SUPPLIED TEXT:
----------------

Tips and Tricks#

Some general tips from experience with constrained model output in Sibila.

Temperature#

Sibila aims at exact results, so generation temperature defaults to 0. You should get the same results from the same model at all times.

For "creative" outputs, you can set the temperature to a non-zero value. This is done in GenConf, which can be passed in many places, for example during actual generation/extraction:

Example

from sibila import (Models, GenConf)

Models.setup("../models")

model = Models.create("llamacpp:openchat") # default GenConf could be passed here

for i in range(10):
    print(model.extract(int,
                "Think of a random number between 1 and 100",
                genconf=GenConf(temperature=2.)))

Result

Deterministic outputs#

With temperature=0 and given a certain seed in GenConf, we should always get the same output for a fixed input prompt to a certain model.

From what we've observed, in practice, when extracting structured data, you'll find variation inside free-form str fields, where the model is not being constrained. Other types like numbers will rarely see variating outputs.

OpenAI models#

In the OpenAI API link below, about "Reproducible outputs" you can read:

"To receive (mostly) deterministic outputs across API calls, you can..."

"There is a small chance that responses differ even when request parameters and system_fingerprint match, due to the inherent non-determinism of our models."

As far as logic goes, "mostly deterministic" and "inherent non-determinism" means not deterministic, so it seems you you can't have it in these models.

----------------

STORED DATA:

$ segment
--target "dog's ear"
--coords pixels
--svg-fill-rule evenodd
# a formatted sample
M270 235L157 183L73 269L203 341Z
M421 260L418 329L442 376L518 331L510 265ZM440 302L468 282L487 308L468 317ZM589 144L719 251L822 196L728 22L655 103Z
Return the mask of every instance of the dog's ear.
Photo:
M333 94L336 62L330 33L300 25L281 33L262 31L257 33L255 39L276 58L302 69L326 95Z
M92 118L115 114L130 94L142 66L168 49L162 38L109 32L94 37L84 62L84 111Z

----------------

WHAT THIS EXERCISE ASKS:
1. According to the tips page, why does Sibila set the generation temperature to 0 by default? Answer in one to three sentences.
2. Do these statements agree with the tips page? Answer yes or no for each, quoting the words from the tips page that decide it.
(a) GenConf can be passed in only one place, during generation.
(b) When extracting structured data, variation shows up inside free-form str fields.
(c) Numbers often produce varying outputs.

LIST OF ANSWERS:
1. Sibila sets the temperature to 0 by default because it aims at exact results. With that setting, the same model should give the same results every time.

2.
(a) No: "This is done in GenConf, which can be passed in many places"
(b) Yes: "you'll find variation inside free-form str fields, where the model is not being constrained"
(c) No: "Other types like numbers will rarely see variating outputs"